→ GIVEN INSTRUCTION 1:
Answer these questions about the patch:
(a) What new name does the patch give the --blocksize command?
(b) Why do the old commands stay supported?
(c) How many files does the patch change, with how many insertions and deletions?

→ TEXT EXCERPT:
>>>

From d5dbdd6ece53ac5bcab2b91fcd7a1b776b84dfb1 Mon Sep 17 00:00:00 2001
From: Yann Collet <cyan@fb.com>
Date: Tue, 4 Mar 2025 12:51:39 -0800
Subject: [PATCH] changed command --blocksize into --split

to reduce confusion with the concept of "blocks" inside a Zstandard frame.

We are now talking about "independent chunks" being produced by a `split` operation.

updated documentation accordingly.

Note: old commands "-B#` and `--blocksize=#` remain supported,
to maintain compatibility with existing scripts.
---
 programs/benchzstd.h |  4 +--
 programs/zstd.1.md   | 18 ++++++------
 programs/zstdcli.c   | 66 +++++++++++++++++++++++++-------------------
 3 files changed, 49 insertions(+), 39 deletions(-)

diff --git a/programs/benchzstd.h b/programs/benchzstd.h
index 4fd0e5a8a..db4d72f9d 100644
--- a/programs/benchzstd.h
+++ b/programs/benchzstd.h
@@ -92,9 +92,9 @@ typedef enum {
 } BMK_mode_t;
 
 typedef struct {
-    BMK_mode_t mode;        /* 0: all, 1: compress only 2: decode only */
+    BMK_mode_t mode;        /* 0: both, 1: compress only 2: decode only */
     unsigned nbSeconds;     /* default timing is in nbSeconds */
-    size_t blockSize;       /* Maximum size of each block*/
+    size_t blockSize;       /* Maximum size of each independent chunk */
     size_t targetCBlockSize;/* Approximative size of compressed blocks */
     int nbWorkers;          /* multithreading */
     unsigned realTime;      /* real time priority */
diff --git a/programs/zstd.1.md b/programs/zstd.1.md
index e5c1b7fd2..3b7bc342a 100644
--- a/programs/zstd.1.md
+++ b/programs/zstd.1.md
@@ -113,7 +113,11 @@ the last one takes effect.
     Because the compressor's behavior highly depends on the content to compress, there's no guarantee of a smooth progression from one level to another.

<<<

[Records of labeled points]
>>>

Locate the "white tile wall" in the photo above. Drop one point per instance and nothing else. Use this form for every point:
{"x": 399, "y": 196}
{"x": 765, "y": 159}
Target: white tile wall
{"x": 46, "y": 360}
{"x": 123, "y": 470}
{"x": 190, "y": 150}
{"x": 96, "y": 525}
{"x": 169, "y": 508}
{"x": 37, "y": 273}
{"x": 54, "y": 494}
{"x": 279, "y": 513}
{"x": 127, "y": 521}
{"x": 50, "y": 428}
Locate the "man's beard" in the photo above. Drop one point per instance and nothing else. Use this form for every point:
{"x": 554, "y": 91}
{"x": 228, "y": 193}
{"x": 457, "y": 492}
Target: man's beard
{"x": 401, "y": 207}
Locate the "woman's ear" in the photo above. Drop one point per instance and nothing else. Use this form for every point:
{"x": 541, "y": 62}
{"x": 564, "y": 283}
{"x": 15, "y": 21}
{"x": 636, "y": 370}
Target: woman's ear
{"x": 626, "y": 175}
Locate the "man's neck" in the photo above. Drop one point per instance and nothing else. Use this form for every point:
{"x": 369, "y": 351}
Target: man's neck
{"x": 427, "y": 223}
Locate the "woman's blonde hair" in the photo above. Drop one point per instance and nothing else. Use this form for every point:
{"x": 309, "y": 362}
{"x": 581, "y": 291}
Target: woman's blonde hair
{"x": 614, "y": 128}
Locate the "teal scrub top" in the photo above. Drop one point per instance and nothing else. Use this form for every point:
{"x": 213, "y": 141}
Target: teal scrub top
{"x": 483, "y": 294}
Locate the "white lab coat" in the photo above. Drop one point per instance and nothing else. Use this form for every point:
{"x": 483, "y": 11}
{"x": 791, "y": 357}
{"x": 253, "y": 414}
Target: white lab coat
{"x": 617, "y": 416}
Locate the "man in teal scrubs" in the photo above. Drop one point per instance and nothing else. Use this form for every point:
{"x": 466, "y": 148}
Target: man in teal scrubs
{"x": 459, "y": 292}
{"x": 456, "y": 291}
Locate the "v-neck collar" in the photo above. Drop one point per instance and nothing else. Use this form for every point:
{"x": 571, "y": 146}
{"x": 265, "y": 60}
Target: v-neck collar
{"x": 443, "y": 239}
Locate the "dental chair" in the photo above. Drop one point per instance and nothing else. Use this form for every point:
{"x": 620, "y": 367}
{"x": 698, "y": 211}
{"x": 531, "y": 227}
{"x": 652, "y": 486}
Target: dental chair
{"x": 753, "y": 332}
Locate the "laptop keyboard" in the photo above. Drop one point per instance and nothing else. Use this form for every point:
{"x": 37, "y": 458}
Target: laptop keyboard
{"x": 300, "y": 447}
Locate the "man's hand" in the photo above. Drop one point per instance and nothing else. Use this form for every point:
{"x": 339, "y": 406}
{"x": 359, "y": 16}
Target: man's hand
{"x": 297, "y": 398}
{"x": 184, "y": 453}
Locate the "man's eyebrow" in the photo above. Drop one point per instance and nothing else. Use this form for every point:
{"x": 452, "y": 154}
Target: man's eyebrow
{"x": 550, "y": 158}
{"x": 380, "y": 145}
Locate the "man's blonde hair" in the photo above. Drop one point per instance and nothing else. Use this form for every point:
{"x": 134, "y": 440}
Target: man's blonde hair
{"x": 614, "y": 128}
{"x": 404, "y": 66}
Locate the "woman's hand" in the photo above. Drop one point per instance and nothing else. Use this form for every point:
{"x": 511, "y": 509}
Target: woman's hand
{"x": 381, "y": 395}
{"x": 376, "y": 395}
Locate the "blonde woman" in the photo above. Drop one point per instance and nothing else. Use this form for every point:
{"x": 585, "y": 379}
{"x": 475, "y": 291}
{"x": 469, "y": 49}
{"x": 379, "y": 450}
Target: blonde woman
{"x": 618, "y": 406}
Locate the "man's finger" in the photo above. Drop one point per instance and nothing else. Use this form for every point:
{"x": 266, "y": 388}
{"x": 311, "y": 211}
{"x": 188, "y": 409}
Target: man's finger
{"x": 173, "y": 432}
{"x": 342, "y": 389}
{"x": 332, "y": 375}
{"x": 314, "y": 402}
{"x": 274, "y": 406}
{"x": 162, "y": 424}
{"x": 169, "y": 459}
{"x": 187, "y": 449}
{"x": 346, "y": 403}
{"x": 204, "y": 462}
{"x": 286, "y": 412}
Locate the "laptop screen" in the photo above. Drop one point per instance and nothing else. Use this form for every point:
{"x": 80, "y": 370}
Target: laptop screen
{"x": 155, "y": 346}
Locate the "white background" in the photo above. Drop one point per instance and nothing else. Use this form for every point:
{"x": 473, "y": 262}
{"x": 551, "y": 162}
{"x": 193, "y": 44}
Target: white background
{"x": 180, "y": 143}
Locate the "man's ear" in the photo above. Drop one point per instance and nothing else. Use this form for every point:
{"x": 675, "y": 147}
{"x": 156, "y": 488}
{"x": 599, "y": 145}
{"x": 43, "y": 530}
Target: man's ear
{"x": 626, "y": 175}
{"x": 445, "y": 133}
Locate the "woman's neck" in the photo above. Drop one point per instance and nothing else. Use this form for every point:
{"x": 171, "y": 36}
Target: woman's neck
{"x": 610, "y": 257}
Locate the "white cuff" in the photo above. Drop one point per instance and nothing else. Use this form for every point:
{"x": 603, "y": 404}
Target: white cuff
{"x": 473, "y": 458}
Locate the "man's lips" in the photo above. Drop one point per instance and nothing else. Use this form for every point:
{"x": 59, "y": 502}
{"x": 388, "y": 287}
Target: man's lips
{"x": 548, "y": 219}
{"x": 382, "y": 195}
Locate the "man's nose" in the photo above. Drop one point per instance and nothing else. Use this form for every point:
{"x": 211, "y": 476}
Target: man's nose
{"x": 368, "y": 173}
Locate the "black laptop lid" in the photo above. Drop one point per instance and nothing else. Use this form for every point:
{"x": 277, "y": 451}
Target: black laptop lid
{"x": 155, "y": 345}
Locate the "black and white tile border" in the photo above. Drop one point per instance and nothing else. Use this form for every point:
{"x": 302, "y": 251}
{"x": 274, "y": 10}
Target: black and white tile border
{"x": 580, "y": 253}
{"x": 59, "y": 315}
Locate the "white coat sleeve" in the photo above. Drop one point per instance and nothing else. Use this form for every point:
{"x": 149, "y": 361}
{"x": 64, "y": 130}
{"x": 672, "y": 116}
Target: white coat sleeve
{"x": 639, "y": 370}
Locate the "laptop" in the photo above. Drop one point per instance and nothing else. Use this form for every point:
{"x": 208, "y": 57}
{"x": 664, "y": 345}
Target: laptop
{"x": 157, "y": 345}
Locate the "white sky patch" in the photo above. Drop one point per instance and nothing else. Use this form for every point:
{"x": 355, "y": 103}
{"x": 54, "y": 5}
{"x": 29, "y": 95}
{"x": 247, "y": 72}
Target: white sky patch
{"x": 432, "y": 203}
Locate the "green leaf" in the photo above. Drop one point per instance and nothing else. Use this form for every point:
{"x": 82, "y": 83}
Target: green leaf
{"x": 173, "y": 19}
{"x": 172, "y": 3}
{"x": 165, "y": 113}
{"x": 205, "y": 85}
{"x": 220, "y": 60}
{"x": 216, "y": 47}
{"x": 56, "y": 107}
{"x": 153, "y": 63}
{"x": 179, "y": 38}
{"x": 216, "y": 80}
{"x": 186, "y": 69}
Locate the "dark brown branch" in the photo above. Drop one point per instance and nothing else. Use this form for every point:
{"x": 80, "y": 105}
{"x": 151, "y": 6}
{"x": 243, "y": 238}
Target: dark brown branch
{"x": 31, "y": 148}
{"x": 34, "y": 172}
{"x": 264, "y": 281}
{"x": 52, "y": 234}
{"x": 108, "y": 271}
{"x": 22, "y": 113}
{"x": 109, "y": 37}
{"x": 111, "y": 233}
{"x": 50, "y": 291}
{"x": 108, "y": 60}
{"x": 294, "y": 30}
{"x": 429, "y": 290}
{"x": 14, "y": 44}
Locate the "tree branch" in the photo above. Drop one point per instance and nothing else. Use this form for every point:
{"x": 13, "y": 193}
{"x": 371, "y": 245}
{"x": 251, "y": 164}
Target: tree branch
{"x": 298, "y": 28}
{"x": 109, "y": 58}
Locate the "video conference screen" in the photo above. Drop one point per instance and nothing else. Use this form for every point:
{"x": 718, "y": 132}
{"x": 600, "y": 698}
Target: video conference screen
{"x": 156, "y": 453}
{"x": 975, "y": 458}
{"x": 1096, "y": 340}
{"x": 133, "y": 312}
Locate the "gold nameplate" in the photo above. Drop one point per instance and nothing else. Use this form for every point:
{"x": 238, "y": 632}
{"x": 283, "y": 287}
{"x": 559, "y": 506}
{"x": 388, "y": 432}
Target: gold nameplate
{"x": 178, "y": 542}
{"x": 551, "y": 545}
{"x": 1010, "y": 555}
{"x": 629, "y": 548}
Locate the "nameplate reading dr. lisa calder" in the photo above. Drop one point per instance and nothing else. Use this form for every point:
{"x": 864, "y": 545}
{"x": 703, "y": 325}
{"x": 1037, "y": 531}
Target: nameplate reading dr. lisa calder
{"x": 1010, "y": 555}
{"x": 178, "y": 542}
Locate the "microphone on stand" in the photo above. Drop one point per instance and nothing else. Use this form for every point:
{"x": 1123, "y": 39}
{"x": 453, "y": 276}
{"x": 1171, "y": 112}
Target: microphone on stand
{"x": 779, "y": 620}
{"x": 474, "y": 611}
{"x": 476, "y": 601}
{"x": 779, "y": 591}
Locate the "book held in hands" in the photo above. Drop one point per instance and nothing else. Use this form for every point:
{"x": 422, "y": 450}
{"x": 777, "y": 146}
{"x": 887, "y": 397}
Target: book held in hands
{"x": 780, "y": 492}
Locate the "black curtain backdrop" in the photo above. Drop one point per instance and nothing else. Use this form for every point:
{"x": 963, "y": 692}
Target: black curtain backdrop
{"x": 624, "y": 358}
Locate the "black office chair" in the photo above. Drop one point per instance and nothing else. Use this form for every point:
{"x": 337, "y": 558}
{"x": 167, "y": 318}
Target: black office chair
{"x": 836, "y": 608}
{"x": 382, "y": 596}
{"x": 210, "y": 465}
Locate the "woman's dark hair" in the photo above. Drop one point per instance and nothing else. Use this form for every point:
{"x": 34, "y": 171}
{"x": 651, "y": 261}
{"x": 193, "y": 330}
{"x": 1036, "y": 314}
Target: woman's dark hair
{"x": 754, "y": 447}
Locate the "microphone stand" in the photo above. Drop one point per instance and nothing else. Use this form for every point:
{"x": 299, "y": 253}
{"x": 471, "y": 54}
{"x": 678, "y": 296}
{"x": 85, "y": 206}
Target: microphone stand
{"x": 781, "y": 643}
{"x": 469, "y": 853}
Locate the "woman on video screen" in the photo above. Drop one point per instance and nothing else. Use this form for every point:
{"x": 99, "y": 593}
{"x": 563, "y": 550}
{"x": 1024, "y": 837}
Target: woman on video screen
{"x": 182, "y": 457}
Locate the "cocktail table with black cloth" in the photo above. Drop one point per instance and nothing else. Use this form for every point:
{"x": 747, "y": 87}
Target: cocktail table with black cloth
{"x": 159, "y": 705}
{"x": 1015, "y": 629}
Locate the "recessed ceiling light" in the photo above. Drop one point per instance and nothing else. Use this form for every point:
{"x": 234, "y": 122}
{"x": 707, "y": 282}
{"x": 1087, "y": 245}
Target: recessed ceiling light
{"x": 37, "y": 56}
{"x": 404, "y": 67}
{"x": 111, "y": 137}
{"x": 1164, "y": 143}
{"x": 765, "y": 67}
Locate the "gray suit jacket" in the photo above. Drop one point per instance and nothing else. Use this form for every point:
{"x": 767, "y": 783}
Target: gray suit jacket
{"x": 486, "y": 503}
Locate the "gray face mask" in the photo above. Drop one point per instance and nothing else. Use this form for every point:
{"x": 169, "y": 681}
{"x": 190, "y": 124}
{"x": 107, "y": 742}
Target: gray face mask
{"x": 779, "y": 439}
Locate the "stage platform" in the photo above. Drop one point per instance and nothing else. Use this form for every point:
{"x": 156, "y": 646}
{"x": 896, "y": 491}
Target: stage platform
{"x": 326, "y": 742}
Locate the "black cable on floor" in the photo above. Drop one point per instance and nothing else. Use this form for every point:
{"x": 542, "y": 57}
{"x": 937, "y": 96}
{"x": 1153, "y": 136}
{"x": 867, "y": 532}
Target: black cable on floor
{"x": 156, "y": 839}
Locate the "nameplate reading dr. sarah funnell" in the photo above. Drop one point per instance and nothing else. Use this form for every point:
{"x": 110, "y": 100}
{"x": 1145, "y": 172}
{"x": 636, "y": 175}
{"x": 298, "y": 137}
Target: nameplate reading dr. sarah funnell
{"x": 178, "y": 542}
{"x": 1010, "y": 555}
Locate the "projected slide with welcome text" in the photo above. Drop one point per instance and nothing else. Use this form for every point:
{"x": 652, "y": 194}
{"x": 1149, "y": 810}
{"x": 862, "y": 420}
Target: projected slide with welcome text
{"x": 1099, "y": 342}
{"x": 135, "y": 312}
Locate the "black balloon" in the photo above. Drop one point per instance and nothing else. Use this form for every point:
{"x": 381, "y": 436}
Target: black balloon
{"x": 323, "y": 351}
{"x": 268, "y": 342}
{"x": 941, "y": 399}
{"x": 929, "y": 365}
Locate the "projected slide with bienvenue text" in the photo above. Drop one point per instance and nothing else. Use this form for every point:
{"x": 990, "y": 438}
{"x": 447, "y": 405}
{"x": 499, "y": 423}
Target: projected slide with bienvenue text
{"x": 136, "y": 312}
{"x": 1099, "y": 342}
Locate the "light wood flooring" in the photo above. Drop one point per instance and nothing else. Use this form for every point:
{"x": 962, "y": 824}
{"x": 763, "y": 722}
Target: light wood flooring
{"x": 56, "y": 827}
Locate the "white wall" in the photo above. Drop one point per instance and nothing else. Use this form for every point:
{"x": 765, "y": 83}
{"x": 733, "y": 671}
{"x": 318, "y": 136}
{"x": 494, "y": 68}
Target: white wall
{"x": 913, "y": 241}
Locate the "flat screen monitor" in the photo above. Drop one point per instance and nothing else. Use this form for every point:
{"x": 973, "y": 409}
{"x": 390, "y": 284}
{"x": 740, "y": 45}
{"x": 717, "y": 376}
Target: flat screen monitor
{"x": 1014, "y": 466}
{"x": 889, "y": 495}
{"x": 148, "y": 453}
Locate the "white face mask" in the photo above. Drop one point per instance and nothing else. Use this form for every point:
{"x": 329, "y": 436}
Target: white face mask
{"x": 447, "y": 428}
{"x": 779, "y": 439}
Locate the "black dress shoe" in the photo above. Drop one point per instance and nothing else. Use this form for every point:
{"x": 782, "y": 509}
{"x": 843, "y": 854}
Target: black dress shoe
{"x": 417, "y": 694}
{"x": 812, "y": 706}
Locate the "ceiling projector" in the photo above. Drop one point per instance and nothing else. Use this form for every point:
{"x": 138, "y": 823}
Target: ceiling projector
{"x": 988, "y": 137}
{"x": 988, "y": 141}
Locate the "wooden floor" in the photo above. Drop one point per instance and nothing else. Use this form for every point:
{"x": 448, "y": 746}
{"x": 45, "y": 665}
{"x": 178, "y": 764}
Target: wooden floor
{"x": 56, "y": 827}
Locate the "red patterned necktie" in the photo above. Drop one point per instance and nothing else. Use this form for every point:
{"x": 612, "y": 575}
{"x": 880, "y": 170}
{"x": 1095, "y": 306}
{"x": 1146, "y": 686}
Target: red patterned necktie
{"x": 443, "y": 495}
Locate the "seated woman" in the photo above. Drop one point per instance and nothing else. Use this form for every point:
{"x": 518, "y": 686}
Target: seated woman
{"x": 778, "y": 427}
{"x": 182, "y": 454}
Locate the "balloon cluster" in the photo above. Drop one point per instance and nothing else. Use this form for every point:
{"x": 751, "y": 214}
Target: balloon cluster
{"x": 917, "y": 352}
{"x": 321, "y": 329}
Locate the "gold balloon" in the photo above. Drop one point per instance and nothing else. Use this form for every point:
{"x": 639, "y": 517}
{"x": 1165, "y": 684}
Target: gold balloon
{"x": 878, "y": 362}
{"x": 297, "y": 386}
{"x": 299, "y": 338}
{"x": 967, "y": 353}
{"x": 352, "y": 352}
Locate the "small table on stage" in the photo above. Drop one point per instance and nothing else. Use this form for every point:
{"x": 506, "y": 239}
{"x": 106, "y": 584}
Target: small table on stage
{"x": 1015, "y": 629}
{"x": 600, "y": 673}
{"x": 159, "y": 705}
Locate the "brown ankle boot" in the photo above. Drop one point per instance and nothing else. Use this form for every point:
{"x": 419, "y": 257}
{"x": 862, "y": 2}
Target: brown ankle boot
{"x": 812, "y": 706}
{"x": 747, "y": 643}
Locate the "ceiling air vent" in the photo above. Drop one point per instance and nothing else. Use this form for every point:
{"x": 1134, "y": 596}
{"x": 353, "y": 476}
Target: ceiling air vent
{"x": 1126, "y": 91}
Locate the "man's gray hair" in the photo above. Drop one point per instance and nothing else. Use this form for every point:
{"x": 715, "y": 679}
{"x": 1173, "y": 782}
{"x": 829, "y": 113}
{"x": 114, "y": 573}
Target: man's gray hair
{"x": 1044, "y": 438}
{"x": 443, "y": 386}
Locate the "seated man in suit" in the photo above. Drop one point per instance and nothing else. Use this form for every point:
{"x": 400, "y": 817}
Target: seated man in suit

<<<

→ GIVEN INSTRUCTION 2: Show every line of the rows that contains the string "face". Case counts.

→ FULL RESPONSE 1:
(a) --split
(b) To maintain compatibility with existing scripts.
(c) 3 files, with 49 insertions and 39 deletions.

→ FULL RESPONSE 2:
Locate the "gray face mask" in the photo above. Drop one point per instance and nothing else. Use this form for every point:
Target: gray face mask
Locate the "white face mask" in the photo above. Drop one point per instance and nothing else. Use this form for every point:
Target: white face mask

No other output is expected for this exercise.